Copy out the records below, substituting "Example output" for every occurrence of "Sample output" and keeping everything else the same.

◆ ◆ ◆ ◆ ◆ ◆ ◆

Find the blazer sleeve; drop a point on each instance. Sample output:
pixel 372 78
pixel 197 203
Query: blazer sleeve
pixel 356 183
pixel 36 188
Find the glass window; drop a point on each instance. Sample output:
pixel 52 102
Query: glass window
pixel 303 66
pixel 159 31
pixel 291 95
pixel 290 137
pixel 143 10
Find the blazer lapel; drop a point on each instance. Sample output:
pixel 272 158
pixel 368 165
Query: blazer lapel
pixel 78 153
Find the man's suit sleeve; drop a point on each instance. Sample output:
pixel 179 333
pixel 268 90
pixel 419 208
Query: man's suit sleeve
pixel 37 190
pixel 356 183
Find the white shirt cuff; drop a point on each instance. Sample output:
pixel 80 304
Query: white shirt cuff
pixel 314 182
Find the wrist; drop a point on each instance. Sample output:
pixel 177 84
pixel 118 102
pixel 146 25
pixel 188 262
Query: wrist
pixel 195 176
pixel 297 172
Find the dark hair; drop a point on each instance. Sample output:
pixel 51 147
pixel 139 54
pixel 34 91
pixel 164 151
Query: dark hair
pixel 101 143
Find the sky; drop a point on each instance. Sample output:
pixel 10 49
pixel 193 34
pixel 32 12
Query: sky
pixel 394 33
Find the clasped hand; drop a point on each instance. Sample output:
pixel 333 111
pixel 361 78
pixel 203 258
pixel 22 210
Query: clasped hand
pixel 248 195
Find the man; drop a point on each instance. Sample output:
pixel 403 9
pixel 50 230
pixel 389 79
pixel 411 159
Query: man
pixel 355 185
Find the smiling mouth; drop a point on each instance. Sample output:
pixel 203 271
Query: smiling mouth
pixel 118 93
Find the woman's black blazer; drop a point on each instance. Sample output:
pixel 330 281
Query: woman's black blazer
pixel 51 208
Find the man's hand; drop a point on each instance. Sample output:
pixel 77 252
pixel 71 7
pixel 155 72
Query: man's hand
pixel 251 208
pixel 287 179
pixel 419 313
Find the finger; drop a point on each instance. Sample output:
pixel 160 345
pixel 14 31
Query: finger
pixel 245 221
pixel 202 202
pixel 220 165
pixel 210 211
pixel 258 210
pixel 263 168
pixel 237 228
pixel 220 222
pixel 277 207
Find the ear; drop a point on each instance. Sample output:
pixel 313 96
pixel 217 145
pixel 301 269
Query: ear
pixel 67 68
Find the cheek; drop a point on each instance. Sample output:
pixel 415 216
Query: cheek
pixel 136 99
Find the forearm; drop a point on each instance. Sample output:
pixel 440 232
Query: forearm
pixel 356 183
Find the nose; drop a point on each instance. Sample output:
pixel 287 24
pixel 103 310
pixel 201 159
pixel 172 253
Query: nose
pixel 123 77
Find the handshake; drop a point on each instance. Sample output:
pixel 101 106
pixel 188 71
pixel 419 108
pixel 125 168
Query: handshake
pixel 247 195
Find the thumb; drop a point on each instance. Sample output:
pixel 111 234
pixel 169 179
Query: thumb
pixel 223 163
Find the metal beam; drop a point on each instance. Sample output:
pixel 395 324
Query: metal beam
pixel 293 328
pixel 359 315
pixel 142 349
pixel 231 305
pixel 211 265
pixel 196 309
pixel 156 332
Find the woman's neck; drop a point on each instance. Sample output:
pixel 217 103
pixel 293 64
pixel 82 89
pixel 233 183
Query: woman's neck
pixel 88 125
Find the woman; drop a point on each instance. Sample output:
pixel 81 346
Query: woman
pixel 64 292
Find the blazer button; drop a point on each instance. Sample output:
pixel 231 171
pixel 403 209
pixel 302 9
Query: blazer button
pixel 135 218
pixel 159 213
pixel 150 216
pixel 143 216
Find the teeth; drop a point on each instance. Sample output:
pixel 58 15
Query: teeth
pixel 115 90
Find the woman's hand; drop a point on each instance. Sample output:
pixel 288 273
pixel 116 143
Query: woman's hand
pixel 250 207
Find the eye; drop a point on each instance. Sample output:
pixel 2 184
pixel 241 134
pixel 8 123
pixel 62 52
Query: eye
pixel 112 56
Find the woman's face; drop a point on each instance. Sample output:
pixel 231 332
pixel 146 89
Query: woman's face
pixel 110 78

◆ ◆ ◆ ◆ ◆ ◆ ◆

### TASK ANSWER
Find the blazer sleeve; drop a point on each instance. Example output:
pixel 372 78
pixel 197 203
Query: blazer sleeve
pixel 356 183
pixel 36 188
Find the glass window; drop a point on each instance. Example output:
pixel 52 102
Query: glass window
pixel 303 66
pixel 159 31
pixel 291 95
pixel 290 137
pixel 143 10
Find the blazer lapel; drop a point on each instance. Example output:
pixel 272 158
pixel 368 165
Query: blazer lapel
pixel 78 153
Find the man's suit sleeve; drop a point on each instance. Example output:
pixel 179 333
pixel 268 90
pixel 419 208
Query: man's suit sleeve
pixel 37 190
pixel 356 183
Find the white shirt cuff; drop a point on each instance. Example output:
pixel 80 304
Query: white shirt cuff
pixel 314 182
Find the wrist; drop a point on each instance. Example output:
pixel 177 84
pixel 118 102
pixel 146 25
pixel 188 262
Query: wrist
pixel 195 176
pixel 297 172
Find the dark hair; drop a point on each instance. Example output:
pixel 51 147
pixel 139 54
pixel 34 91
pixel 164 151
Query: dark hair
pixel 101 143
Find the sky; drop a point on each instance. Example output:
pixel 10 49
pixel 193 34
pixel 32 12
Query: sky
pixel 394 33
Find the clasped hand; drop a point on each instance. Example output:
pixel 333 111
pixel 361 78
pixel 203 258
pixel 22 210
Query: clasped hand
pixel 248 195
Find the man; drop a point on each instance. Example output:
pixel 403 9
pixel 50 230
pixel 389 79
pixel 411 159
Query: man
pixel 355 185
Find the smiling mouth; drop a point on each instance. Example output:
pixel 203 271
Query: smiling mouth
pixel 118 93
Find the woman's black blazer; drop a point on each instance. Example output:
pixel 330 281
Query: woman's black blazer
pixel 51 208
Find the man's hand; drop a point on each instance. Example output:
pixel 77 252
pixel 71 7
pixel 155 72
Query: man's hand
pixel 251 208
pixel 287 179
pixel 419 313
Find the finger; drop a point on each instance. Example output:
pixel 160 345
pixel 14 31
Query: finger
pixel 245 221
pixel 202 202
pixel 220 165
pixel 210 211
pixel 258 210
pixel 263 168
pixel 237 228
pixel 220 222
pixel 277 207
Find the ear; drop a point on each instance. Example output:
pixel 313 96
pixel 217 145
pixel 301 269
Query: ear
pixel 67 68
Find the cheek; drop a point on each instance. Example output:
pixel 415 216
Query: cheek
pixel 136 99
Find the forearm; drop a point on each instance. Example output:
pixel 440 232
Query: forearm
pixel 356 183
Find the nose; drop a point on each instance. Example output:
pixel 287 24
pixel 103 310
pixel 201 159
pixel 172 253
Query: nose
pixel 123 77
Find the handshake; drop a point on each instance. Example output:
pixel 101 106
pixel 188 71
pixel 419 108
pixel 125 168
Query: handshake
pixel 247 195
Find the thumb; drop a point on each instance. Example output:
pixel 111 234
pixel 169 179
Query: thumb
pixel 223 163
Find the metal beam; drop a point on each instance. Example output:
pixel 395 324
Query: metal beam
pixel 293 328
pixel 359 315
pixel 142 349
pixel 231 305
pixel 211 265
pixel 196 309
pixel 156 332
Find the woman's neck; drop a point on each instance. Example output:
pixel 217 103
pixel 293 64
pixel 82 89
pixel 233 183
Query: woman's neck
pixel 88 125
Find the woman; drop a point on each instance. Example output:
pixel 81 346
Query: woman
pixel 64 292
Find the blazer button; drop a point on each instance. Example output:
pixel 231 171
pixel 403 209
pixel 302 9
Query: blazer button
pixel 135 218
pixel 159 213
pixel 150 216
pixel 143 216
Find the teeth; drop a point on each instance. Example output:
pixel 58 15
Query: teeth
pixel 115 90
Find the woman's hand; drop a point on each instance. Example output:
pixel 288 273
pixel 116 143
Query: woman's hand
pixel 250 207
Find the eye; drop a point on each instance. Example output:
pixel 2 184
pixel 241 134
pixel 8 123
pixel 62 52
Query: eye
pixel 112 56
Find the woman's face; drop a point on each instance. Example output:
pixel 231 332
pixel 146 89
Query: woman's face
pixel 110 78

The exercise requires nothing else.